• Items listed in a dataset:
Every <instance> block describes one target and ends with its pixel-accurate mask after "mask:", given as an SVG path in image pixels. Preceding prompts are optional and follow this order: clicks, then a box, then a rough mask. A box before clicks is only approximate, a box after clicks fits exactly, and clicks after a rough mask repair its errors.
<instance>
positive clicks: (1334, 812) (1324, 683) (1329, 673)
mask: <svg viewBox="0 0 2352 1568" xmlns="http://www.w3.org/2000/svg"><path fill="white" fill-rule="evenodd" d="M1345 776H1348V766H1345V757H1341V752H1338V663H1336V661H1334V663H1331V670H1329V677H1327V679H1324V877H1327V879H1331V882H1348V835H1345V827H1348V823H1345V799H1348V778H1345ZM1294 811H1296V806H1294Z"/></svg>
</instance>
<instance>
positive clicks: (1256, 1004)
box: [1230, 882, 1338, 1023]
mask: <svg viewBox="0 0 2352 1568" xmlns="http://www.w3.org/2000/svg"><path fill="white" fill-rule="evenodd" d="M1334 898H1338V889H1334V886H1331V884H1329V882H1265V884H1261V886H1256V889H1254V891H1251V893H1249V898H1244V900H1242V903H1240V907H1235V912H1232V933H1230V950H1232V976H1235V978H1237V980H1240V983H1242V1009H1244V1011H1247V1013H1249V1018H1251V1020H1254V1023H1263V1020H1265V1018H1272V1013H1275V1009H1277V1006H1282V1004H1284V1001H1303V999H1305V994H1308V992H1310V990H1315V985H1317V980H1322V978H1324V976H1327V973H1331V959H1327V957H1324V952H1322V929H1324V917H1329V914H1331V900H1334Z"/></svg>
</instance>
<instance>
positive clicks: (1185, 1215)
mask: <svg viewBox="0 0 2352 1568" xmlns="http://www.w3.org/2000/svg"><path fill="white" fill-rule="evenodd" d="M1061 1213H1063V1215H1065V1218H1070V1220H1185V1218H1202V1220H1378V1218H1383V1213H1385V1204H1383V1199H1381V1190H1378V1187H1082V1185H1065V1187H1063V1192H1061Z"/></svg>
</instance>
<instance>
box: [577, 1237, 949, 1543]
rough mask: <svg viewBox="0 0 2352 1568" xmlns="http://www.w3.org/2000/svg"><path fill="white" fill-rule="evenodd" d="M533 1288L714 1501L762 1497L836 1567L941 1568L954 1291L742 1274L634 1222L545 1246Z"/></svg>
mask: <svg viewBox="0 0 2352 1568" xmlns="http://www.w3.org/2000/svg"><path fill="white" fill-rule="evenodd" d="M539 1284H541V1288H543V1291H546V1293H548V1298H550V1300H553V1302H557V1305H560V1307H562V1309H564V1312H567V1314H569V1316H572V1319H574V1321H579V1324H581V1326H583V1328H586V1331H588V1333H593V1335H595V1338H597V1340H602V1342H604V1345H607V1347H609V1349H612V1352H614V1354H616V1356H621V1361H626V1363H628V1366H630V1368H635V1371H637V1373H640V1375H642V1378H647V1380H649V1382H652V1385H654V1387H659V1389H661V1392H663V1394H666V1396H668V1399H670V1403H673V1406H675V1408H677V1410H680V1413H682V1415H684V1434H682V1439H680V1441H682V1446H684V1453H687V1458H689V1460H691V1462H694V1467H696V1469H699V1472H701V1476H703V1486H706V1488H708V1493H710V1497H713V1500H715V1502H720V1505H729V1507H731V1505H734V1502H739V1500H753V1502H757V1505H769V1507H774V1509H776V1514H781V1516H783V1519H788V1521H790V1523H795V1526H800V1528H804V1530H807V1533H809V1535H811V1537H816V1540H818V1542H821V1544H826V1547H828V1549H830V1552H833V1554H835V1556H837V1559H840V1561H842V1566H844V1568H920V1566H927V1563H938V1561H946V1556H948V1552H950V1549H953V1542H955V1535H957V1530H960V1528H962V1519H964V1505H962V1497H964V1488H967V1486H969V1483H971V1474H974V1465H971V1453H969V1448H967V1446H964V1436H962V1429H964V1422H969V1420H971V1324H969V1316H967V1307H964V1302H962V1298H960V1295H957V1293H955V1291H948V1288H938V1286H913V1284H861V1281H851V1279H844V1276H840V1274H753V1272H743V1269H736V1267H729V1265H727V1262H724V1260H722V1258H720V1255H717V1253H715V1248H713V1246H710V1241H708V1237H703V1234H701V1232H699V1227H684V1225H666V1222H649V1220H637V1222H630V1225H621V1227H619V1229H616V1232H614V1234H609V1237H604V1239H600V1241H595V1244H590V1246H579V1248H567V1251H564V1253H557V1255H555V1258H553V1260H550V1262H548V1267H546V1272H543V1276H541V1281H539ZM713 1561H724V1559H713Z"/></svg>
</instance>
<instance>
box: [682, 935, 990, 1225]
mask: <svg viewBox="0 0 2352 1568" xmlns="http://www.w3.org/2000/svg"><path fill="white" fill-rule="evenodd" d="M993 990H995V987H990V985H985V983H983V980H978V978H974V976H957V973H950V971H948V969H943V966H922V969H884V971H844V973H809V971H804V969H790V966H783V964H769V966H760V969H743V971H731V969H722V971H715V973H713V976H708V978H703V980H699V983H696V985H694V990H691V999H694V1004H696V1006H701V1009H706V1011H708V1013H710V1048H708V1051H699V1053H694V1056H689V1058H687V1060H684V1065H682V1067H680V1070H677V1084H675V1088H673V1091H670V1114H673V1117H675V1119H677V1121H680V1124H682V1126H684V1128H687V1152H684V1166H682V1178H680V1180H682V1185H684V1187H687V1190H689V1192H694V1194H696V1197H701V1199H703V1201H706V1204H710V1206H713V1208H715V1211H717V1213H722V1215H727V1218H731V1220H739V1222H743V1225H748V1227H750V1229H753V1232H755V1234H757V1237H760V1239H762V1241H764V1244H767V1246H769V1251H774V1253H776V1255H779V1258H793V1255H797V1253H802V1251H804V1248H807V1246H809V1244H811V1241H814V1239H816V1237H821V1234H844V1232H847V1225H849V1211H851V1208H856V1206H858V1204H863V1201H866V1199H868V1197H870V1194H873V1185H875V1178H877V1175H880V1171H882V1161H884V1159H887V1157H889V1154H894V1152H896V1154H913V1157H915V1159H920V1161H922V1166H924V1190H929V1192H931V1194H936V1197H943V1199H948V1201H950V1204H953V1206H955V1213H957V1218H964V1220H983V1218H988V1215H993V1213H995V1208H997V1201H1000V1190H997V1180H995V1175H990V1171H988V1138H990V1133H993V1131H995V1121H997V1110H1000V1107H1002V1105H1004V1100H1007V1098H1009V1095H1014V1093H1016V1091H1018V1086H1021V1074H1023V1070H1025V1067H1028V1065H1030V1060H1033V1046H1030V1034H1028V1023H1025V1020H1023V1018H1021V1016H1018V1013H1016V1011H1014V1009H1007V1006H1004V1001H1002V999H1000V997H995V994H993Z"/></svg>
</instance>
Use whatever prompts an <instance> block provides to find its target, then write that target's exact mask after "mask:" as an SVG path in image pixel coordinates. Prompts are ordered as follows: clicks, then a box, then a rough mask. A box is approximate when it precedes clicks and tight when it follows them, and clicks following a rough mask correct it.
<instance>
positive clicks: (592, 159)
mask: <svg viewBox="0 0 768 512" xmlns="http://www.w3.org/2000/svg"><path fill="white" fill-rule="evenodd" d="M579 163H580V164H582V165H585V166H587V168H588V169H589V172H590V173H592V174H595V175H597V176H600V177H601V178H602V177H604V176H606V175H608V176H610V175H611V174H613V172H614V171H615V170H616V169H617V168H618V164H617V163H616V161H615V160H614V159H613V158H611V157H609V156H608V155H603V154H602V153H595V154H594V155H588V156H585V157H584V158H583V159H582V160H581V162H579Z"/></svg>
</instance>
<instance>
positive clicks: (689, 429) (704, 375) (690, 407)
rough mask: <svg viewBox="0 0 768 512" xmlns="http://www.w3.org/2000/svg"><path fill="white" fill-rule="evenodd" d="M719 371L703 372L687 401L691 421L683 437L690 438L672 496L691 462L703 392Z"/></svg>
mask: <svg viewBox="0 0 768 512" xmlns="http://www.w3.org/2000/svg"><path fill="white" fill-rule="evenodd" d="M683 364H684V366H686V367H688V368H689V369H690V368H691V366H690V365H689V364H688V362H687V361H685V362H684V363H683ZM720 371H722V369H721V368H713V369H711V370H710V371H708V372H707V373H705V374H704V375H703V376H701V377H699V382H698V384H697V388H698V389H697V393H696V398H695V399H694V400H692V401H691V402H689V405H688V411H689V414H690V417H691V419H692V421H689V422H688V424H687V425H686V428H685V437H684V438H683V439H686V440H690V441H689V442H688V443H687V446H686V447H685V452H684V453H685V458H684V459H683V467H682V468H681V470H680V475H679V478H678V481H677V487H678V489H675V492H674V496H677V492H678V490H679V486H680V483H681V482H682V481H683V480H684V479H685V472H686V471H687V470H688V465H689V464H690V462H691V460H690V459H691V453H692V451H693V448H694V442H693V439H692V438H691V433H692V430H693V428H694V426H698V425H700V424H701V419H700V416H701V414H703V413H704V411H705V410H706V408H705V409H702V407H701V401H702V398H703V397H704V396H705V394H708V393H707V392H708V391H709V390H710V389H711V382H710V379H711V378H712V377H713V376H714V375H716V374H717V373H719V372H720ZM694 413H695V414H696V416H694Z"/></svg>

• EXERCISE AIM: Identify each line in the rows above that contains the string "positive", and copy those lines. Case counts.

• ANSWER SECTION:
positive clicks: (1334, 812) (1324, 683) (1329, 673)
positive clicks: (1256, 1004)
positive clicks: (1185, 1215)
positive clicks: (592, 159)
positive clicks: (689, 429) (704, 375) (690, 407)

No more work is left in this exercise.